WHAT IS NEEDED >>
Transcribe the full listing exactly.
# # # # #
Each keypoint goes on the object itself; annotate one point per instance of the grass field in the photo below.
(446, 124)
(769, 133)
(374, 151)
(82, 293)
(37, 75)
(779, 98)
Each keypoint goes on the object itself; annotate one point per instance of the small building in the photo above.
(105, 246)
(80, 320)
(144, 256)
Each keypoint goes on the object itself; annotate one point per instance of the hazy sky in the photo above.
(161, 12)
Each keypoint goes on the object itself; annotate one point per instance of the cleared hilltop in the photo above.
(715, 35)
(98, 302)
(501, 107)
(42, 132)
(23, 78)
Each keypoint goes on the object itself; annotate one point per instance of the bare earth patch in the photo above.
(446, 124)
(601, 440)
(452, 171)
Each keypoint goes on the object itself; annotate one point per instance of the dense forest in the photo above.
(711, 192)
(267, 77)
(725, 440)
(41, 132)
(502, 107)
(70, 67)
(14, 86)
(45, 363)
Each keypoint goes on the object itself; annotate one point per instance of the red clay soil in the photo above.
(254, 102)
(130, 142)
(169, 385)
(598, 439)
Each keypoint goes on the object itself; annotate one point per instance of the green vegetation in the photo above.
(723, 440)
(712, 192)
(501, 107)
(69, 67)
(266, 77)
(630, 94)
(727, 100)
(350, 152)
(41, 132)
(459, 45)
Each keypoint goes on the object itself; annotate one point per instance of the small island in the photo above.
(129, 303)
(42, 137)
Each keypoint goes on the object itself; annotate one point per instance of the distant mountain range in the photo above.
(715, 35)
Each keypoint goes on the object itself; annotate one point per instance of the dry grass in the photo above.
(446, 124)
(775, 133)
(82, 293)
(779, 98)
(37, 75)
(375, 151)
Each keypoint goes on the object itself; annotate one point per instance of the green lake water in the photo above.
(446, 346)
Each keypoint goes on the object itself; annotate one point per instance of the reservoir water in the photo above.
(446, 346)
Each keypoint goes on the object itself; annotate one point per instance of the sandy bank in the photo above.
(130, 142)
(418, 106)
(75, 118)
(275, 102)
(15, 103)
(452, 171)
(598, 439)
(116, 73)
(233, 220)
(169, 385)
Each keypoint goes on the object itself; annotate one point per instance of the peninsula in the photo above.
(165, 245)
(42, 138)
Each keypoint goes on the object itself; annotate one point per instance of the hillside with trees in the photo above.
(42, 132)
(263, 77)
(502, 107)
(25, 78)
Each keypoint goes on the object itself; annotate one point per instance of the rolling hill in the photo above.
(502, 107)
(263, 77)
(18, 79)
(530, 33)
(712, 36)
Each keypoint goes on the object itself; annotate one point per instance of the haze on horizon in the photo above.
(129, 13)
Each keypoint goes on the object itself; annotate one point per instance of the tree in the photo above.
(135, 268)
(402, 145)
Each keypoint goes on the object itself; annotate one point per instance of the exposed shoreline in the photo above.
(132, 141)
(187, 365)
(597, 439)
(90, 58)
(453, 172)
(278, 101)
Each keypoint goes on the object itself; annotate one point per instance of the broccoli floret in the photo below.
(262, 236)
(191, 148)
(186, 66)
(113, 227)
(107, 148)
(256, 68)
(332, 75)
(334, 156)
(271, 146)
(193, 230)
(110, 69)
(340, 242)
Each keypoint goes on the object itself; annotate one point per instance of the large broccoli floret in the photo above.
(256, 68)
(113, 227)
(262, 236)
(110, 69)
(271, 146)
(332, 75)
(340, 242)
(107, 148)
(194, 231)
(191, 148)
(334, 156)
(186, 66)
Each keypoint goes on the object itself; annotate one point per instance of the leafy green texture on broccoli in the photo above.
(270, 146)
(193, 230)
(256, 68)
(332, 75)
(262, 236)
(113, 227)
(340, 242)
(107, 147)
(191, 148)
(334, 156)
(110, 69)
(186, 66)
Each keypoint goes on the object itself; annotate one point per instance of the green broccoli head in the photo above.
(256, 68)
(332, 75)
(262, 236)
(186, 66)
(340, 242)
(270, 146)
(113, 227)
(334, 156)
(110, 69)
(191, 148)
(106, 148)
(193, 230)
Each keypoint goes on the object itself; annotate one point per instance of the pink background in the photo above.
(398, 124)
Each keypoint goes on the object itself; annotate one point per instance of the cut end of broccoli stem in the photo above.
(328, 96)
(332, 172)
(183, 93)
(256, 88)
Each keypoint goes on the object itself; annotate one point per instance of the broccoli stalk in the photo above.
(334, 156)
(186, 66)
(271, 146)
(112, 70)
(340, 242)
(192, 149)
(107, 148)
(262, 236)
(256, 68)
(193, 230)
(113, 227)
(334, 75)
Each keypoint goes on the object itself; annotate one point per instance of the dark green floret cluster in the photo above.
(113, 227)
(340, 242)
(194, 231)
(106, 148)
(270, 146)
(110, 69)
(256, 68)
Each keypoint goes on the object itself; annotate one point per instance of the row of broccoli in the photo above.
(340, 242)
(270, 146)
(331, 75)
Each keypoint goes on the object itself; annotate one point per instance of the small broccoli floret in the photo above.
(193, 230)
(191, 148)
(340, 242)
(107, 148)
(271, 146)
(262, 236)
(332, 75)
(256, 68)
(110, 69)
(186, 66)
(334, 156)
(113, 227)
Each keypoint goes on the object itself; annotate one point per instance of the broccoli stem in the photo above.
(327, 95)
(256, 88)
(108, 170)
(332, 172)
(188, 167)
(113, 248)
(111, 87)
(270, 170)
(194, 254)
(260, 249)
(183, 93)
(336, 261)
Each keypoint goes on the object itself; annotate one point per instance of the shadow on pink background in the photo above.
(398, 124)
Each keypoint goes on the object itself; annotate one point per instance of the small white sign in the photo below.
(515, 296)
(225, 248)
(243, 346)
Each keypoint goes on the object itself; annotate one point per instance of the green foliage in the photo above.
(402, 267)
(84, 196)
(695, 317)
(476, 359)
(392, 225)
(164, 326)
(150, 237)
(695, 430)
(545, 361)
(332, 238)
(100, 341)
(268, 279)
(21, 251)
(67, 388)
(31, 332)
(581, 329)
# # # # #
TASK RESULT >>
Each keypoint goes on the object itself; annotate one point per instance of the grass field in the photo below.
(446, 124)
(769, 133)
(374, 151)
(82, 293)
(37, 75)
(779, 98)
Each keypoint goes on the object itself; annotate one point per instance of the small building in the photo above.
(105, 246)
(80, 320)
(144, 256)
Each keypoint goes on the object itself; annotate one point per instance of the hazy sky in the photo above.
(161, 12)
Each keypoint goes on the object itself; annotate one point per instance of the cleared hilltop in the photo above.
(715, 35)
(98, 302)
(501, 107)
(42, 132)
(23, 78)
Each keypoint goes on the object itself; annotate one point per instance of the bare earth patch in the photo above.
(446, 124)
(601, 440)
(452, 171)
Each keypoint goes on the object itself; annotate one point per instance of the dense forest in the photo above.
(711, 192)
(267, 77)
(725, 440)
(41, 132)
(502, 107)
(70, 67)
(14, 86)
(45, 363)
Each keypoint goes on the object itself; annotate one point per instance of the red clay soil in the photo above.
(254, 102)
(130, 142)
(169, 385)
(598, 439)
Each keypoint goes on the object itself; annotate one point per instance of the green vegetation in the photo above.
(723, 440)
(712, 192)
(501, 107)
(69, 67)
(266, 77)
(630, 94)
(727, 100)
(350, 152)
(41, 132)
(459, 45)
Each keypoint goes on the object itself; annotate one point per instance of the small island in the photo above.
(129, 303)
(42, 137)
Each keypoint goes on the object itself; annotate one point per instance of the distant mountain range in the photo above.
(715, 35)
Each keypoint goes on the object itself; annotate one point per instance of the dry grass in the photo above.
(446, 124)
(775, 133)
(82, 293)
(779, 98)
(37, 75)
(375, 151)
Each keypoint goes on the object itself; annotate one point per instance of the green lake water in the photo above.
(446, 346)
Each keypoint goes on the object itself; annotate one point per instance of the reservoir water in the photo above.
(446, 346)
Each keypoint goes on the object itself; annotate one point per instance of the sandy bank in the photo above.
(130, 142)
(418, 106)
(75, 118)
(275, 102)
(15, 103)
(452, 171)
(598, 439)
(116, 73)
(233, 220)
(169, 385)
Each keypoint goes on the object itself; annotate one point per instance of the peninsula in the photo above.
(165, 245)
(42, 138)
Each keypoint goes on the object itself; annotate one point per instance of the hillside with trees in the photo above.
(42, 132)
(263, 77)
(502, 107)
(25, 78)
Each keypoint goes on the object itself; annotate one point per instance of the rolling hill in the photo above.
(502, 107)
(263, 77)
(18, 79)
(530, 33)
(712, 36)
Each keypoint goes on the object itself; annotate one point per instance of the haze on horizon in the photo above.
(129, 13)
Each keypoint goes on the object itself; annotate one point per instance of the tree in the photo above.
(135, 268)
(402, 145)
Each keypoint goes on the object itself; annotate one point per instance of the exposed shoreline in the photo above.
(132, 141)
(187, 365)
(597, 439)
(90, 58)
(453, 172)
(278, 101)
Each keypoint goes on the object itself; annotate one point per instance of the broccoli floret in the photo below.
(262, 236)
(191, 148)
(186, 66)
(113, 227)
(107, 148)
(256, 68)
(332, 75)
(334, 156)
(271, 146)
(193, 230)
(110, 69)
(340, 242)
Each keypoint goes on the object itself; annotate one point per instance of the large broccoli floret in the photo above.
(256, 68)
(113, 227)
(262, 236)
(110, 69)
(271, 146)
(332, 75)
(340, 242)
(107, 148)
(194, 231)
(191, 148)
(334, 156)
(186, 66)
Each keypoint goes on the object itself; annotate one point per instance of the leafy green texture on broccoli in the photo above.
(270, 146)
(193, 230)
(256, 68)
(332, 75)
(262, 236)
(113, 227)
(340, 242)
(107, 147)
(191, 148)
(334, 156)
(110, 69)
(186, 66)
Each keypoint goes on the object itself; annotate one point per instance of the green broccoli head in the photo above.
(256, 68)
(332, 75)
(262, 236)
(186, 66)
(340, 242)
(270, 146)
(113, 227)
(334, 156)
(110, 69)
(191, 148)
(106, 148)
(193, 230)
Each keypoint goes on the object itself; annotate one point per instance of the pink background in the photo above.
(398, 124)
Each keypoint goes on the object itself; annotate one point per instance of the cut end of broccoli stem in the photo above.
(328, 96)
(332, 172)
(183, 93)
(256, 88)
Each keypoint goes on the object itself; annotate one point per instance of the broccoli stalk in the photo above.
(334, 156)
(186, 66)
(271, 146)
(112, 70)
(340, 242)
(192, 149)
(107, 148)
(262, 236)
(256, 68)
(193, 230)
(113, 227)
(334, 75)
Each keypoint goes on the object itself; annotate one point per instance of the dark green floret cluster in the photo above.
(113, 227)
(340, 242)
(194, 231)
(106, 148)
(270, 146)
(110, 69)
(256, 68)
Each keypoint goes on the object itself; annotate one point per instance of the row of broccoli in the photo above.
(340, 242)
(270, 146)
(331, 75)
Each keypoint goes on the object itself; annotate one point per instance of the small broccoli floret in the photo above.
(193, 230)
(191, 148)
(340, 242)
(107, 148)
(271, 146)
(262, 236)
(332, 75)
(256, 68)
(110, 69)
(186, 66)
(334, 156)
(113, 227)
Each keypoint goes on the object itself; annotate one point per instance of the broccoli stem in the photo above.
(327, 95)
(256, 88)
(108, 170)
(332, 172)
(188, 167)
(113, 248)
(111, 87)
(270, 170)
(194, 254)
(260, 249)
(183, 93)
(336, 261)
Each keypoint goes on the object itself; annotate one point per instance of the shadow on pink background in the photo above.
(398, 124)
Each keypoint goes on the object itself; annotate one point per instance of the small white sign in the photo below.
(515, 296)
(225, 248)
(243, 346)
Each keypoint goes on the object itself; annotate one point per instance of the green foliage in the photo above.
(402, 267)
(84, 196)
(695, 317)
(476, 359)
(392, 225)
(164, 326)
(150, 237)
(695, 430)
(545, 361)
(332, 238)
(100, 341)
(268, 279)
(21, 251)
(67, 388)
(31, 332)
(581, 329)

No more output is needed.